### [Selected extract]
Change the return type of setup_path_info() from void to int to allow us
to detect this case, and abort the merge with a clear error message when
it occurs.
Signed-off-by: Elijah Newren <newren@gmail.com>
---
merge-ort.c | 61 ++++++++++++++++------------
t/t6422-merge-rename-corner-cases.sh | 54 ++++++++++++++++++++++++
2 files changed, 88 insertions(+), 27 deletions(-)
diff --git a/merge-ort.c b/merge-ort.c
index 8f911cb639..be0829bbb7 100644
--- a/merge-ort.c
+++ b/merge-ort.c
@@ -1026,18 +1026,18 @@ static int traverse_trees_wrapper(struct index_state *istate,
return ret < 0 ? ret : 0;
}
-static void setup_path_info(struct merge_options *opt,
- struct string_list_item *result,
- const char *current_dir_name,
- int current_dir_name_len,
- char *fullpath, /* we'll take over ownership */
- struct name_entry *names,
- struct name_entry *merged_version,
- unsigned is_null, /* boolean */
- unsigned df_conflict, /* boolean */
- unsigned filemask,
- unsigned dirmask,
- int resolved /* boolean */)
+static int setup_path_info(struct merge_options *opt,
+ struct string_list_item *result,
+ const char *current_dir_name,
+ int current_dir_name_len,
+ char *fullpath, /* we'll take over ownership */
+ struct name_entry *names,
+ struct name_entry *merged_version,
+ unsigned is_null, /* boolean */
+ unsigned df_conflict, /* boolean */
+ unsigned filemask,
+ unsigned dirmask,
+ int resolved /* boolean */)
{
/* result->util is void*, so mi is a convenience typed variable */
struct merged_info *mi;
@@ -1081,9 +1081,11 @@ static void setup_path_info(struct merge_options *opt,
*/
mi->is_null = 1;
}
- strmap_put(&opt->priv->paths, fullpath, mi);
+ if (strmap_put(&opt->priv->paths, fullpath, mi))
+ return error(_("tree has duplicate entries for '%s'"), fullpath);
result->string = fullpath;
result->util = mi;
+ return 0;
}
static void add_pair(struct merge_options *opt,
@@ -1350,9 +1352,10 @@ static int collect_merge_info_callback(int n,
*/
if (side1_matches_mbase && side2_matches_mbase) {
/* mbase, side1, & side2 all match; use mbase as resolution */
- setup_path_info(opt, &pi, dirname, info->pathlen, fullpath,
- names, names+0, mbase_null, 0 /* df_conflict */,
- filemask, dirmask, 1 /* resolved */);
+ if (setup_path_info(opt, &pi, dirname, info->pathlen, fullpath,
+ names, names+0, mbase_null, 0 /* df_conflict */,
+ filemask, dirmask, 1 /* resolved */))

### [Set problem 1]
Translate this sentence from the patch into Spanish: "Change the return type of setup_path_info() from void to int to allow us to detect this case, and abort the merge with a clear error message when it occurs."

### [Listed entries]
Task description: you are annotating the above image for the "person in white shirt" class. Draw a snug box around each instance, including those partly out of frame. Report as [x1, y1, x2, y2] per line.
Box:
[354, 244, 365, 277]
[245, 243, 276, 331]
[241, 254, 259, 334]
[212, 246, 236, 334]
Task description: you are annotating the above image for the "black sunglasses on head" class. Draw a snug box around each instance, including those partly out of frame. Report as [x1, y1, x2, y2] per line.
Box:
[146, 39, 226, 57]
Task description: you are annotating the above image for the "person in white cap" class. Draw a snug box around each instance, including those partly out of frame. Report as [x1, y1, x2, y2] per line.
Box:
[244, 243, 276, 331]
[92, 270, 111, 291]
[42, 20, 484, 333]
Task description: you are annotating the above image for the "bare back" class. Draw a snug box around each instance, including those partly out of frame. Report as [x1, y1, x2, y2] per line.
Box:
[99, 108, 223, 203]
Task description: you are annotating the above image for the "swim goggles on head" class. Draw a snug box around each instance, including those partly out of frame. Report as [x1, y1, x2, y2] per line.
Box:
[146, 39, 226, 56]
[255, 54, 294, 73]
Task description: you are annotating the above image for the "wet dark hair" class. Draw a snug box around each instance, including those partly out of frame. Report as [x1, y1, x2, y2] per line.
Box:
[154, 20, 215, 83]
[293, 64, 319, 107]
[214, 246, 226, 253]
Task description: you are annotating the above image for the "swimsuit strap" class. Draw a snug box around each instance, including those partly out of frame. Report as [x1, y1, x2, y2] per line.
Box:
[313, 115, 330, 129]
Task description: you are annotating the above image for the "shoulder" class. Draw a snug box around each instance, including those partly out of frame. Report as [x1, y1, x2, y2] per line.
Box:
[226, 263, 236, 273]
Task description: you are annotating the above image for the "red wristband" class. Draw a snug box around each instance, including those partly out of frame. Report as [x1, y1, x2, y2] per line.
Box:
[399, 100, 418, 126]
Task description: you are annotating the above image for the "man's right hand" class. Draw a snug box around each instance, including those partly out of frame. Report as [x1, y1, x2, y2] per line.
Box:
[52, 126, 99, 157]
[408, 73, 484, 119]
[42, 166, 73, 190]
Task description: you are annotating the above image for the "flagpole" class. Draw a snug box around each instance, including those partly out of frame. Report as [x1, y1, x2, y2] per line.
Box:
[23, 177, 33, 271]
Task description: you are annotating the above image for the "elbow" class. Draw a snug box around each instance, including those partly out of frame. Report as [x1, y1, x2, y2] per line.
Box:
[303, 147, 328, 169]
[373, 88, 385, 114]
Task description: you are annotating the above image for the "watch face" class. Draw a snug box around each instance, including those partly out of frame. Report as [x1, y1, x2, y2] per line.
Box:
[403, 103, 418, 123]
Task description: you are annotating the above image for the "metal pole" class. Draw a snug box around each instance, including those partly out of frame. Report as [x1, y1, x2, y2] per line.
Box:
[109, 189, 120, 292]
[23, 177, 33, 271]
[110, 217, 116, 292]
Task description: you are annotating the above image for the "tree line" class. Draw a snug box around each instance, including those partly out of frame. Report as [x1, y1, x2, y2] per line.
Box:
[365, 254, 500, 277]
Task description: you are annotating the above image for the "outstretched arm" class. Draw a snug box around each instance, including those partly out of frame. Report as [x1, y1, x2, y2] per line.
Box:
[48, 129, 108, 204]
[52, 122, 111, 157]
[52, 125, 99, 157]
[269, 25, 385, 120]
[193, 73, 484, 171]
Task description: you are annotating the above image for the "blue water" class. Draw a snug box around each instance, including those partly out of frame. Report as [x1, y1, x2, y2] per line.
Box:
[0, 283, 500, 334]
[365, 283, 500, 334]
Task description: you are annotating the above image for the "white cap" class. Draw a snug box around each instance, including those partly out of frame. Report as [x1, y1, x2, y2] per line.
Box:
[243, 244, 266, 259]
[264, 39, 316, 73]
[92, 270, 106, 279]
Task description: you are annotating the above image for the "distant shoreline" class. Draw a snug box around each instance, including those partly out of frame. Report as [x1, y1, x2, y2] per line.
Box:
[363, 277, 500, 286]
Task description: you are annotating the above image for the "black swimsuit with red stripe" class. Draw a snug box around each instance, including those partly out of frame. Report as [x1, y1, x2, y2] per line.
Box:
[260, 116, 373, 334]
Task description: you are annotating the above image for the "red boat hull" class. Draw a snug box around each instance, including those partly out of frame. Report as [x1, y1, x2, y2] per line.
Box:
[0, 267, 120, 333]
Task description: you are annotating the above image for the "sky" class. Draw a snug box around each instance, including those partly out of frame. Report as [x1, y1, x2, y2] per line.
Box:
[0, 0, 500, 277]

### [Set problem 2]
Copy the rows word for word, starting at the first row and ending at the row that contains "[212, 246, 236, 334]".

### [Complete response 1]
Cambiar el tipo de retorno de setup_path_info() de void a int para permitirnos detectar este caso, y abortar la fusión con un mensaje de error claro cuando ocurra.

### [Complete response 2]
Task description: you are annotating the above image for the "person in white shirt" class. Draw a snug box around each instance, including those partly out of frame. Report as [x1, y1, x2, y2] per line.
Box:
[354, 244, 365, 277]
[245, 243, 276, 331]
[241, 254, 259, 334]
[212, 246, 236, 334]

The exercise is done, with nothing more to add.